>> BEGIN Information supplied

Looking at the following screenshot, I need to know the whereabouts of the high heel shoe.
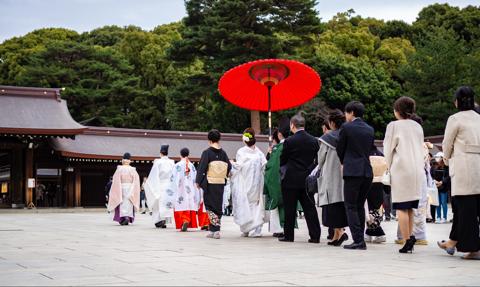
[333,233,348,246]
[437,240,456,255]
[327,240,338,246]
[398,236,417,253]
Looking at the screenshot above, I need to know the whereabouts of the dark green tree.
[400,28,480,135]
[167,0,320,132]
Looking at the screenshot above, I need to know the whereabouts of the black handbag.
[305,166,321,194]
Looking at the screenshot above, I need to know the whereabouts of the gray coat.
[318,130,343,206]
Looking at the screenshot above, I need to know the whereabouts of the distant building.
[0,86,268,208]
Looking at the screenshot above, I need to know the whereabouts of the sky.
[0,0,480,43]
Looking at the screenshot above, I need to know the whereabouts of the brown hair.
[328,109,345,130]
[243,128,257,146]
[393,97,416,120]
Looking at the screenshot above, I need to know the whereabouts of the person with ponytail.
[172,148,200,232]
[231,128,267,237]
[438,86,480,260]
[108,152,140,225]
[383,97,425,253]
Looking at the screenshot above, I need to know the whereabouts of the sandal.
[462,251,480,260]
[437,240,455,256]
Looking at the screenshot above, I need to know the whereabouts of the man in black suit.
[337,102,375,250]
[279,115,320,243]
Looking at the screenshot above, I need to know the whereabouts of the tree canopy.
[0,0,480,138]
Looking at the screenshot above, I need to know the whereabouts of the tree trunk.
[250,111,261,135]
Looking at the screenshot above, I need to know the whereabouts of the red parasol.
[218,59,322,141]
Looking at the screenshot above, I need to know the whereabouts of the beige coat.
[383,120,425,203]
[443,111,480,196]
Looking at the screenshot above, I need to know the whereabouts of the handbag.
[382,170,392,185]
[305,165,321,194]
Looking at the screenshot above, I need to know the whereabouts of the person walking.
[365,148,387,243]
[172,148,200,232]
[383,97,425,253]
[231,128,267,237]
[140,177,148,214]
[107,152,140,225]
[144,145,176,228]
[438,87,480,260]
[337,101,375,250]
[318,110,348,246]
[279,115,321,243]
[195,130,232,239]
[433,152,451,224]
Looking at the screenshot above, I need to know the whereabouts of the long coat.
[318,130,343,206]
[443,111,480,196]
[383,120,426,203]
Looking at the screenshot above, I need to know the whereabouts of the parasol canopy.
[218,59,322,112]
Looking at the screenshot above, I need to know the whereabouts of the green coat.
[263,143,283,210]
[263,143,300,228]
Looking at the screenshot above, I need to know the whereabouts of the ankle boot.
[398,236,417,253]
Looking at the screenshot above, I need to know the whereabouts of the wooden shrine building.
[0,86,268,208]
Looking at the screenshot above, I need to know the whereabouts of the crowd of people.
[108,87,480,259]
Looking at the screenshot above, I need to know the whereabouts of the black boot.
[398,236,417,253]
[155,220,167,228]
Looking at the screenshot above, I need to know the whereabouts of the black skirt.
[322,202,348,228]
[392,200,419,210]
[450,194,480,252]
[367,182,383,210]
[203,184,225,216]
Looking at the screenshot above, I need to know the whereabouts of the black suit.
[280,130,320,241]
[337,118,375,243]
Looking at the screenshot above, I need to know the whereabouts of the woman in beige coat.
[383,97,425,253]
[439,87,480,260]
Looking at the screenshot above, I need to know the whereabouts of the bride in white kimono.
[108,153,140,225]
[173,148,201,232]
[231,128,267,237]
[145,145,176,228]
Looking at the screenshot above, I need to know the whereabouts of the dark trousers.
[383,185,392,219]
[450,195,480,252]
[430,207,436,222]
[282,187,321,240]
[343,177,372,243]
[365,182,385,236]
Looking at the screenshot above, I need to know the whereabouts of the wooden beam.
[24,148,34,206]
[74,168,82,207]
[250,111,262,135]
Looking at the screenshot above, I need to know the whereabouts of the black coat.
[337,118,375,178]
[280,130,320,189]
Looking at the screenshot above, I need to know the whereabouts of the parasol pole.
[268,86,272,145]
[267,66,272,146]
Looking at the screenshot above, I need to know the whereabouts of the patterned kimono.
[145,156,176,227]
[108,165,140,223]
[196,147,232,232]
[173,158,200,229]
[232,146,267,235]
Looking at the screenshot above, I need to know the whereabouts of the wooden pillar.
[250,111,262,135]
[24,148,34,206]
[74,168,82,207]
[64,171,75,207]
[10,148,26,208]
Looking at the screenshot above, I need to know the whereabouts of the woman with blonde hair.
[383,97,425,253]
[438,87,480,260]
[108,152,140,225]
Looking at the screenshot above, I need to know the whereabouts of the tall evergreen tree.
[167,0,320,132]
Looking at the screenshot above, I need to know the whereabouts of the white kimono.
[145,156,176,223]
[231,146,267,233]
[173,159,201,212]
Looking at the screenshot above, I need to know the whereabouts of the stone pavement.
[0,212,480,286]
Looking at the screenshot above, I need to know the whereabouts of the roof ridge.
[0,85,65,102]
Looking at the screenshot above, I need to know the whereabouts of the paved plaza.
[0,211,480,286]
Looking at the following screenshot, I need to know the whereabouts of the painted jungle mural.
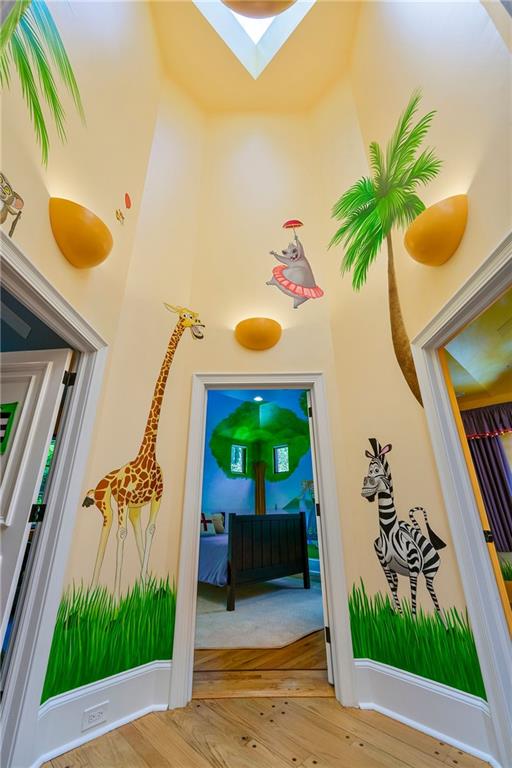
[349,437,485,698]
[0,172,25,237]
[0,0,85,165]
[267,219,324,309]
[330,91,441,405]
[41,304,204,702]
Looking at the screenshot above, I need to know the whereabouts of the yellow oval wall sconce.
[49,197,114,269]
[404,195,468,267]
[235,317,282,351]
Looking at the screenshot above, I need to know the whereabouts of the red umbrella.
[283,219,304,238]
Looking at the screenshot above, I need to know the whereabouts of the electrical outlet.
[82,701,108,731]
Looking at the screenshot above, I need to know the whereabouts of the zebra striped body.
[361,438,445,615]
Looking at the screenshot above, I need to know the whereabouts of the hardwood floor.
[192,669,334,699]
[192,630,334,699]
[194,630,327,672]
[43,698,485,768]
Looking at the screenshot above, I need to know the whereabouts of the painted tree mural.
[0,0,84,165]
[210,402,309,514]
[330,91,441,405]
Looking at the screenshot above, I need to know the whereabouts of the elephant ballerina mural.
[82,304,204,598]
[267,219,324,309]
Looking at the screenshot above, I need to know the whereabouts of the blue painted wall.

>> END Information supplied

Change "whereabouts" to "location" in the stretch of material from the line containing "in white kimono." through the line containing "[283,219,304,238]", and reproduce those lines with nothing else altered. Leave the picture out of your answer.

(Answer to the task):
Looking at the screenshot above, I need to know the location of the bride in white kimono.
[108,153,140,225]
[173,148,201,232]
[231,128,267,237]
[145,145,176,228]
Looking at the screenshot above, I need to know the location of the dark trousers.
[383,185,392,219]
[450,195,480,252]
[430,207,436,222]
[282,187,321,240]
[343,177,372,243]
[365,182,385,236]
Looking at the screenshot above, I need to know the location of the wooden beam.
[24,148,34,206]
[74,168,82,207]
[250,111,262,135]
Looking at the screenshot above, I need to know the location of the black coat.
[337,118,375,178]
[280,130,320,189]
Looking at the screenshot above, I need to know the location of the parasol pole.
[268,86,272,145]
[267,66,272,146]
Looking at the screenshot above, I need to know the location of the patterned kimono.
[145,156,176,227]
[108,165,140,223]
[196,147,232,232]
[173,158,200,229]
[232,146,267,235]
Looking at the screenshot above, I need to know the location of the wooden pillar.
[250,111,262,135]
[24,148,34,206]
[74,168,82,207]
[64,171,75,207]
[10,148,26,208]
Looking at the screenshot above, I need to know the location of the woman with blonde hair.
[383,97,425,253]
[438,87,480,260]
[108,152,140,225]
Looking at the screenshot above, I need to know the location of the tall evergreen tree.
[167,0,320,132]
Looking at the screenshot above, I need to know the location of the white kimono.
[145,156,176,223]
[231,146,267,233]
[173,159,201,212]
Looking at the screenshot above, I need to know the location of the stone pavement.
[0,212,480,286]
Looking at the screenshot above, I need to know the location of the roof ridge.
[0,85,65,102]
Looking at the screenshot above, I need to know the location of the paved plaza.
[0,211,480,286]
Looking at the following screenshot, I need to know the location of the painted jungle mural.
[349,437,485,698]
[0,172,25,237]
[0,0,85,165]
[267,219,324,309]
[330,91,441,405]
[41,304,204,702]
Looking at the screenshot above, I need to know the location of the yellow oval wall sconce.
[49,197,114,269]
[404,195,468,267]
[235,317,282,351]
Looking at the screenshot above, I need to know the location of the red umbrella.
[283,219,304,238]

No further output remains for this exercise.